──────── Data section
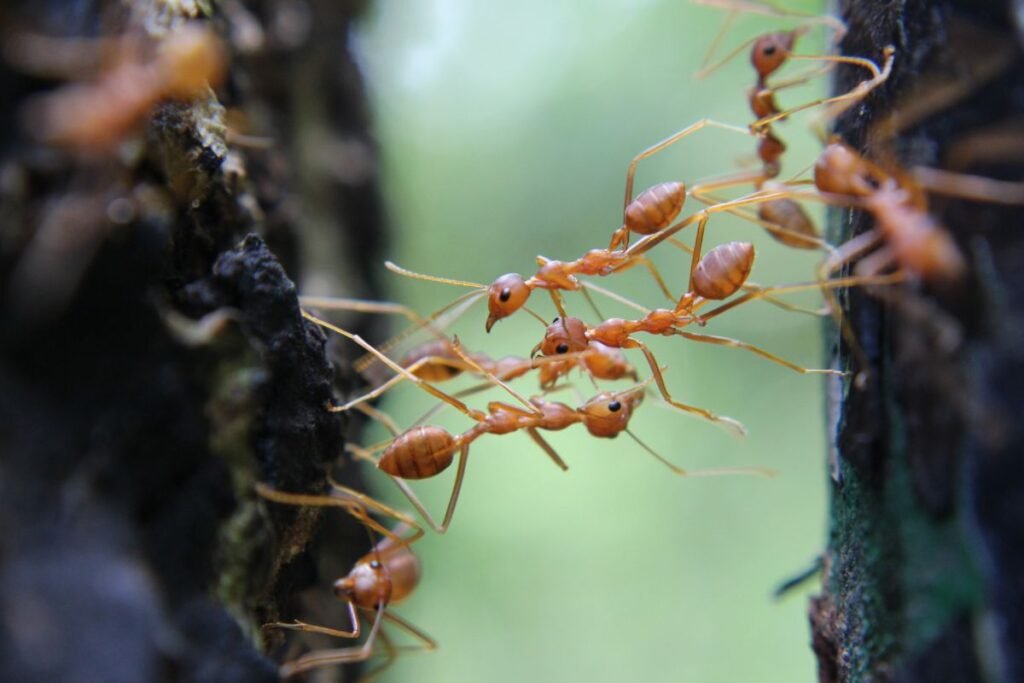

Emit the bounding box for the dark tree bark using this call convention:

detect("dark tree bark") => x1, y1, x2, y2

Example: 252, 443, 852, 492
815, 1, 1024, 681
0, 1, 383, 681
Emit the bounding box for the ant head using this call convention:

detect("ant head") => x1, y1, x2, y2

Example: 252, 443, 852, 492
536, 317, 589, 357
337, 557, 393, 609
814, 142, 881, 196
750, 31, 796, 80
580, 389, 642, 438
486, 273, 530, 332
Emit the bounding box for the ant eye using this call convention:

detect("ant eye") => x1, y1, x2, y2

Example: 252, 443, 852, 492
552, 317, 559, 323
500, 288, 511, 302
763, 45, 777, 56
556, 343, 569, 354
608, 400, 621, 412
369, 560, 381, 569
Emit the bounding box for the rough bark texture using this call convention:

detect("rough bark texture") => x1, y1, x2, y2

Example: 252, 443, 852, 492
817, 1, 1024, 681
0, 1, 384, 681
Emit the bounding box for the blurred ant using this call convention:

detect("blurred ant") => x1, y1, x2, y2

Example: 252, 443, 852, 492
255, 486, 434, 679
17, 23, 226, 153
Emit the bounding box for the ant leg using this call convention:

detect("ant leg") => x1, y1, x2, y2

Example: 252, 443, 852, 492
300, 296, 430, 328
624, 429, 774, 478
254, 483, 414, 545
623, 118, 754, 213
303, 311, 486, 421
814, 46, 896, 125
673, 330, 845, 376
279, 604, 386, 678
360, 628, 398, 683
332, 355, 474, 413
264, 601, 360, 641
352, 399, 405, 437
385, 444, 470, 535
547, 289, 569, 318
579, 286, 607, 320
360, 618, 437, 682
625, 339, 747, 437
324, 477, 425, 544
910, 167, 1024, 205
687, 214, 710, 292
525, 427, 570, 471
689, 271, 906, 324
750, 51, 893, 131
382, 610, 438, 650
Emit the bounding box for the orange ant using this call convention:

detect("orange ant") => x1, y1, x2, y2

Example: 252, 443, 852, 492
256, 485, 434, 679
303, 311, 770, 532
19, 23, 227, 154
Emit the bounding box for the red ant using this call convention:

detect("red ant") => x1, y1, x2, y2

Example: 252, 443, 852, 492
255, 486, 434, 679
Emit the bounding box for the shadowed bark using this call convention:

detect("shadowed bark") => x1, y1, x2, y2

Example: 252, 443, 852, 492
0, 1, 385, 681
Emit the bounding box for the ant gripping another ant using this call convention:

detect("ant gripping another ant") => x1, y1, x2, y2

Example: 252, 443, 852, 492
256, 484, 435, 680
304, 311, 771, 534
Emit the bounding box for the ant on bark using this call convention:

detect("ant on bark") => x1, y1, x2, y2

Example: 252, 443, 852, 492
255, 486, 434, 679
305, 311, 770, 533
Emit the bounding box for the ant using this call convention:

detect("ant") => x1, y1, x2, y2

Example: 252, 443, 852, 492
304, 312, 770, 532
255, 485, 434, 679
19, 23, 227, 153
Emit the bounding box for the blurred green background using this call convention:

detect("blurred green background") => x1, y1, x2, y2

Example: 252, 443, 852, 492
338, 1, 832, 681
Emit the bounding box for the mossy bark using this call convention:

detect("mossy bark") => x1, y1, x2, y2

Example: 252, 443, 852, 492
815, 1, 1024, 681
────────────────
> [Work instructions] Every line above is to be returned exactly, with its pictures removed.

> [Exercise result]
Emit the bounding box for the dark tree bark using this call convention:

detect("dark tree bark") => x1, y1, x2, y2

Example: 252, 443, 852, 492
815, 1, 1024, 681
0, 1, 383, 681
Emit the bounding box for the ant head using this call convention:

detect("ant head") => x1, y1, x2, y2

Example: 252, 443, 852, 492
536, 317, 589, 357
337, 557, 393, 609
814, 142, 881, 196
750, 31, 796, 80
580, 389, 642, 438
486, 273, 530, 332
Emit the bounding box for the ant eye using this call convention:

detect("ant eye") => x1, y1, x2, y2

Example: 252, 443, 852, 492
552, 317, 559, 323
500, 288, 511, 302
763, 45, 777, 56
556, 343, 569, 354
608, 400, 621, 412
369, 560, 381, 569
Emit the bounding box for the rough bark texture using this call convention:

detect("rough bark texture") => x1, y1, x2, y2

Example: 252, 443, 852, 492
817, 1, 1024, 681
0, 1, 384, 681
Emit the bounding box for the blurred ant using this call convention:

detect("blurred ant") => x1, y1, x2, y2

Example: 252, 443, 852, 492
255, 486, 434, 679
17, 23, 226, 153
Emit the bounding box for the ant leg using this call convention:

detect("ant leg") => x1, y1, x2, y2

Example: 252, 443, 852, 492
300, 296, 430, 328
624, 429, 774, 478
254, 483, 414, 545
623, 118, 754, 213
303, 311, 486, 421
814, 46, 896, 125
673, 330, 845, 376
279, 604, 386, 678
360, 628, 398, 683
332, 355, 474, 413
264, 601, 360, 641
352, 399, 405, 437
385, 444, 470, 535
547, 289, 569, 318
579, 286, 607, 320
360, 618, 437, 682
625, 339, 747, 437
324, 477, 425, 544
910, 167, 1024, 205
687, 214, 710, 292
525, 427, 570, 471
689, 271, 906, 324
750, 51, 893, 131
382, 610, 438, 650
Emit the bounding box for the orange ant using this call convention:

detect("orange ant") => x1, y1, x2, y2

Example: 252, 443, 852, 492
256, 485, 434, 679
303, 311, 770, 532
19, 23, 227, 154
Emit the bounding box for the red ant using this call convention:

detect("red ant") => x1, y1, x2, y2

Example: 252, 443, 852, 492
255, 486, 434, 679
Emit the bounding box for the shadowed bark using this call convention:

detect("shadowed bark") => x1, y1, x2, y2

Example: 252, 443, 852, 492
0, 1, 385, 681
Emit the bounding box for the ant gripping another ant using this call convention:

detect("ant gripping another ant") => x1, y1, x2, y2

Example: 252, 443, 852, 492
256, 484, 435, 680
304, 311, 771, 534
Emit the bounding box for the ant on bark using this call convention:

detect("ant on bark") => x1, y1, x2, y2

Example: 252, 443, 852, 492
255, 486, 434, 679
305, 311, 770, 533
Emit the bounding box for the ant using this call convention:

detect("ant") => x1, y1, x2, y2

Example: 252, 443, 852, 492
304, 312, 770, 532
255, 485, 434, 679
19, 23, 227, 153
Emit the bounding box for the blurred green background using this call convention:

detect("blurred green background") => x1, y1, x2, y2

Example: 252, 443, 852, 492
338, 1, 832, 681
Emit the bounding box for the mossy bark using this call convention:

detect("mossy bark") => x1, y1, x2, y2

Example: 252, 443, 852, 492
815, 1, 1024, 681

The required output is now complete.